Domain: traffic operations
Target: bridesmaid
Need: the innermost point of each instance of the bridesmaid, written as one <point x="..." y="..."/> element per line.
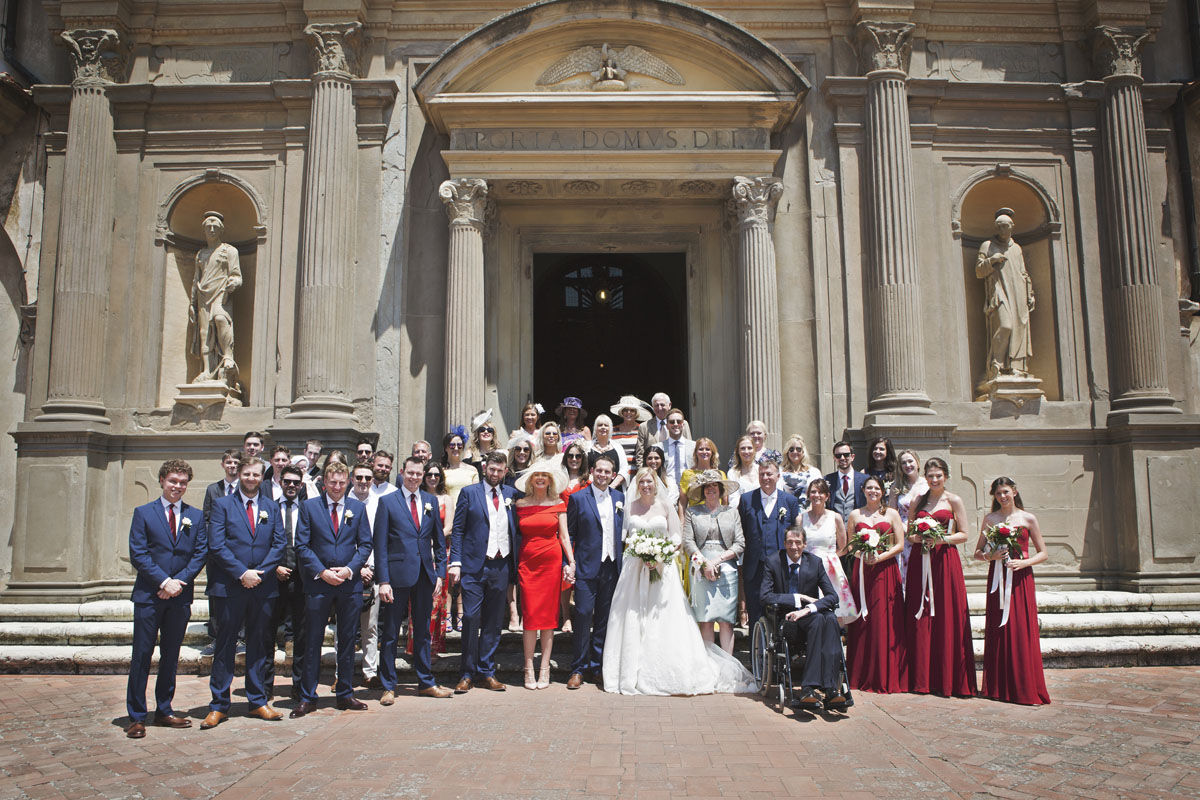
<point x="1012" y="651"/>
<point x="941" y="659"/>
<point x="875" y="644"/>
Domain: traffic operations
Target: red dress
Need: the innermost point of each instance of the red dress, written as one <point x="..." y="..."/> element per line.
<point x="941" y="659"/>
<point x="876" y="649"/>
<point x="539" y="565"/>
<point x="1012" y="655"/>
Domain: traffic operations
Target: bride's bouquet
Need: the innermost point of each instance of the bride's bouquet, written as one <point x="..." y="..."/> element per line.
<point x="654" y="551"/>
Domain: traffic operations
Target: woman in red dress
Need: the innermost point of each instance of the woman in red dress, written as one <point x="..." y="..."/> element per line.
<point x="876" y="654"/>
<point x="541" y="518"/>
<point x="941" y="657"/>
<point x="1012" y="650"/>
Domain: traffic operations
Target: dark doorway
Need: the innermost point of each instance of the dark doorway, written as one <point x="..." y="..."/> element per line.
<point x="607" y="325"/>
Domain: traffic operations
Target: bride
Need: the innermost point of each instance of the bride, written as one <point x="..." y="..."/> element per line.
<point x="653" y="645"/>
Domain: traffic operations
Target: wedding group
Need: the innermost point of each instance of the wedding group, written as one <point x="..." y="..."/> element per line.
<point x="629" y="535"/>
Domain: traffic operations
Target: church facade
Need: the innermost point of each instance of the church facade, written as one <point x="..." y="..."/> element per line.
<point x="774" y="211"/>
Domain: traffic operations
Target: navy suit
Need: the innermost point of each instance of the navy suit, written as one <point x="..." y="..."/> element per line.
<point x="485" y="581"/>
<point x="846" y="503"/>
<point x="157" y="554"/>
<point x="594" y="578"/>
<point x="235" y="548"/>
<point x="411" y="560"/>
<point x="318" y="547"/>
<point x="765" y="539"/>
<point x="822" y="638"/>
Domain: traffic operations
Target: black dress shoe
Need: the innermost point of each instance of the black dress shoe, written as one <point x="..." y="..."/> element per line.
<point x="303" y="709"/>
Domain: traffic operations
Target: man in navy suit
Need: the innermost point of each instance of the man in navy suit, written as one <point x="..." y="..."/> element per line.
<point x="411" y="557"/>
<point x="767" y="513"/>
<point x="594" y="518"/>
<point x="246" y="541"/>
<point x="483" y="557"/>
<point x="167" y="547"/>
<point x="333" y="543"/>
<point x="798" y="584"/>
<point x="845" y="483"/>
───
*The task:* Which lines of the material above contain the string "doorway"? Pick out and copy each such line, treating uppercase and lowercase as different.

*Exercise answer:*
Target: dark doorway
Need: the innermost point of each instance of the dark doorway, written as one <point x="..." y="..."/> element per line.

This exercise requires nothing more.